##### RECORD LIST
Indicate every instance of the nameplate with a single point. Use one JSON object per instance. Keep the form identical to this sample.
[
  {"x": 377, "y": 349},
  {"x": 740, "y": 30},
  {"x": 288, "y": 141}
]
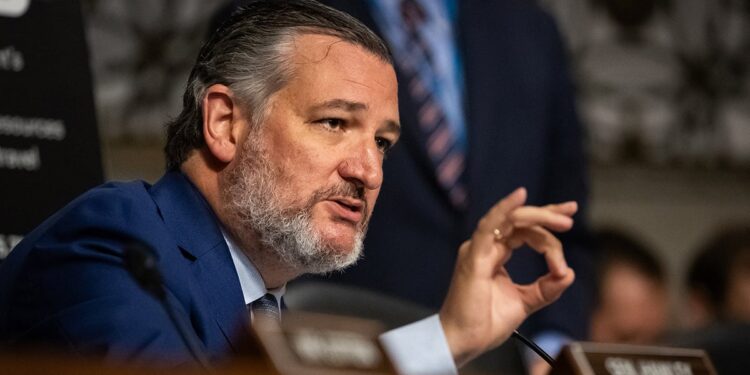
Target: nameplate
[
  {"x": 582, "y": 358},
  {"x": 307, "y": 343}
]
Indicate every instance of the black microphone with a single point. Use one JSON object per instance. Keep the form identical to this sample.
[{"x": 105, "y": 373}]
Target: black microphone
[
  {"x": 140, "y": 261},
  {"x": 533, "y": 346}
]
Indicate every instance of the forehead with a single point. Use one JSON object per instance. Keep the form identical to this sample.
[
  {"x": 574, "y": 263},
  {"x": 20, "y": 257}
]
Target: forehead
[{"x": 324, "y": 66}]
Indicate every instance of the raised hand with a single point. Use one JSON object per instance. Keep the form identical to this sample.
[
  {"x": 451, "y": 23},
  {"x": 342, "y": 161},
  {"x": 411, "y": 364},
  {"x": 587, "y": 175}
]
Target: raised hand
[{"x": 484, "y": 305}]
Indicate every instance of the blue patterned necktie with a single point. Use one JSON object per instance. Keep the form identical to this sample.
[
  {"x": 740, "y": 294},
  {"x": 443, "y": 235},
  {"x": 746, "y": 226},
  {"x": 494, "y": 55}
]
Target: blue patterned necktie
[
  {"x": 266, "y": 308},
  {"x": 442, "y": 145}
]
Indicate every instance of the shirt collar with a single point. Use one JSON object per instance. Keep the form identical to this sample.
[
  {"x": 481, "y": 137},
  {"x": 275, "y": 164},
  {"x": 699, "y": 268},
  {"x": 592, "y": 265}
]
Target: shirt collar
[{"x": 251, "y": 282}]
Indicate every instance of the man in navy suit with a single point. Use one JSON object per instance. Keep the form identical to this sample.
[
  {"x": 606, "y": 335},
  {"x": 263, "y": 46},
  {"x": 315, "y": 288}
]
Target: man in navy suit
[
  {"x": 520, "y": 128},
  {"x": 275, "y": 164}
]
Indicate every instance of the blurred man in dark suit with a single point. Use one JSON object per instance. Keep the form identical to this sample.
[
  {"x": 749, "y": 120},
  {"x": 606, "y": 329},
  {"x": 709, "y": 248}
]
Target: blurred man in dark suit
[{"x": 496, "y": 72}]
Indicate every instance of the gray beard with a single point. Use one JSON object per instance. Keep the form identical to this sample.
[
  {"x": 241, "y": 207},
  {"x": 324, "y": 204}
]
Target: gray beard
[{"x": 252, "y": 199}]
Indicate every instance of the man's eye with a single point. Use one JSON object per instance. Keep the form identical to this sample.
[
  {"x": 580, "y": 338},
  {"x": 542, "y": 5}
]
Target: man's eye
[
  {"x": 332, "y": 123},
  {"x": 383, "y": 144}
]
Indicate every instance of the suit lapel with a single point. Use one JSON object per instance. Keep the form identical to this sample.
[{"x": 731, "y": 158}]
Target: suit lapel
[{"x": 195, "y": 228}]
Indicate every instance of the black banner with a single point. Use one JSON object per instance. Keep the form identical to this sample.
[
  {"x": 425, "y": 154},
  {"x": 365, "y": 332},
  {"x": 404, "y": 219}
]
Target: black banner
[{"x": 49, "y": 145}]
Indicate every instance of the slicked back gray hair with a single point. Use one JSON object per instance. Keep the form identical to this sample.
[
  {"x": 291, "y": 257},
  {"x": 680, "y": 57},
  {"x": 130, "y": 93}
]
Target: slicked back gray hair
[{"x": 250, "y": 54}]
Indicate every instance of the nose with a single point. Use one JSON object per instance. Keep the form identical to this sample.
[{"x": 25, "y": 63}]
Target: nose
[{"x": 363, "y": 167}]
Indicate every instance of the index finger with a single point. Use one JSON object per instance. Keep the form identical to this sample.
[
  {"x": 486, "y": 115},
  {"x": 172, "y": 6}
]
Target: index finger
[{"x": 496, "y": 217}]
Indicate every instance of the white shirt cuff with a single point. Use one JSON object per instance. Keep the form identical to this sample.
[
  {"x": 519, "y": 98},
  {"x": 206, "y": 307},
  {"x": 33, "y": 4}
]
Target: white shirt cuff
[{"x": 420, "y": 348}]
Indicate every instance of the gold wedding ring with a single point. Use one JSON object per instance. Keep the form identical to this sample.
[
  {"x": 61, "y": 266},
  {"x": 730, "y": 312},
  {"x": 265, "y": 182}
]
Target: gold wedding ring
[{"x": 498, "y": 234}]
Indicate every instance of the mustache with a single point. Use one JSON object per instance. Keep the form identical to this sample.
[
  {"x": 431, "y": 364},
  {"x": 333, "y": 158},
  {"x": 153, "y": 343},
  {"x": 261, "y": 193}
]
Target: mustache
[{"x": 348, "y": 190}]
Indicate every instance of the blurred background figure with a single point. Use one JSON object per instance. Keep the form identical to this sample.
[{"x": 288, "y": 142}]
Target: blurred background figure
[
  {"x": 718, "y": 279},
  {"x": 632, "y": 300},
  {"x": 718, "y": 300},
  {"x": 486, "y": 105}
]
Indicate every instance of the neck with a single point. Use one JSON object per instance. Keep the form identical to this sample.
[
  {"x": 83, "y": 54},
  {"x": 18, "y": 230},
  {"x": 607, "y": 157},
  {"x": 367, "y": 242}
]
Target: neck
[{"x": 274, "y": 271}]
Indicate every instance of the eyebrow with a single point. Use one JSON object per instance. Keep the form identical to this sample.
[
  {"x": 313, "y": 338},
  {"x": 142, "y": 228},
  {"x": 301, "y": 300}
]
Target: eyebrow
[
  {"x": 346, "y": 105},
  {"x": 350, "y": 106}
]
##########
##### RECORD LIST
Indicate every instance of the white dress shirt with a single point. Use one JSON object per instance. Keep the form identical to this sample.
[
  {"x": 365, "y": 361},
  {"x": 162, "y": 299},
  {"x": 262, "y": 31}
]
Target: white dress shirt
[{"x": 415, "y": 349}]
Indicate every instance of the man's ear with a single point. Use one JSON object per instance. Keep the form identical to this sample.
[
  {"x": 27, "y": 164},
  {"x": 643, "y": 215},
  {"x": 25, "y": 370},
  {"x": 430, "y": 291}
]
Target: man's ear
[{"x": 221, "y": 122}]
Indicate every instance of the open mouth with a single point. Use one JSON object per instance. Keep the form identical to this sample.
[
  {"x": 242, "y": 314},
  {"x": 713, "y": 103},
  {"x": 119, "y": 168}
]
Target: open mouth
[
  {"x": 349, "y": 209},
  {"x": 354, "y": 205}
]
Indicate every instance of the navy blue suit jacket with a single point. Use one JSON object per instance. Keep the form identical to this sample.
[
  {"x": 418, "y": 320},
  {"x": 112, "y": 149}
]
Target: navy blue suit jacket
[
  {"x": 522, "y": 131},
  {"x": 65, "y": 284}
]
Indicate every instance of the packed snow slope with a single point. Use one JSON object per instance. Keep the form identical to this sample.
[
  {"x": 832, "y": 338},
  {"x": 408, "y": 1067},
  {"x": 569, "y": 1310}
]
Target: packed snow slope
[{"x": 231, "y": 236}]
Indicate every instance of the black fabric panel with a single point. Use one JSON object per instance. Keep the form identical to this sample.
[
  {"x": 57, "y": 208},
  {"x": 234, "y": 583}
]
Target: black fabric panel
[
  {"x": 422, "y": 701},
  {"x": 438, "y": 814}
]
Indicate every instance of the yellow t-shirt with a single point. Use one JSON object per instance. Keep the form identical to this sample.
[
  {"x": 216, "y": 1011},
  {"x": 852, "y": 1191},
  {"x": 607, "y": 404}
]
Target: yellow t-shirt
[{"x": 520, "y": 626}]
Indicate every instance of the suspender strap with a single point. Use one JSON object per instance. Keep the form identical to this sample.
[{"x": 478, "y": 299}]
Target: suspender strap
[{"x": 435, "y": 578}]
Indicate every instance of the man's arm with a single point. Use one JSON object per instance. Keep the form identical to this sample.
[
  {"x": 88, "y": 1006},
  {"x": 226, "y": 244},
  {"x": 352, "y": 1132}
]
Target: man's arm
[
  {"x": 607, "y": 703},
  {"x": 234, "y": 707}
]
##########
Rewrite the lines from the one containing "Indicate every instance of the white dress" through the one containing "Target: white dress shirt", replacing "white dress shirt" with "light blue dress shirt" and leaving everything else unchanged.

*RESPONSE TO THIS TASK:*
Indicate every instance of the light blue dress shirt with a single point. Use one JSON object per instance. Keep the form identical to this sample.
[
  {"x": 365, "y": 361},
  {"x": 162, "y": 299},
  {"x": 262, "y": 31}
]
Target: light blue dress shirt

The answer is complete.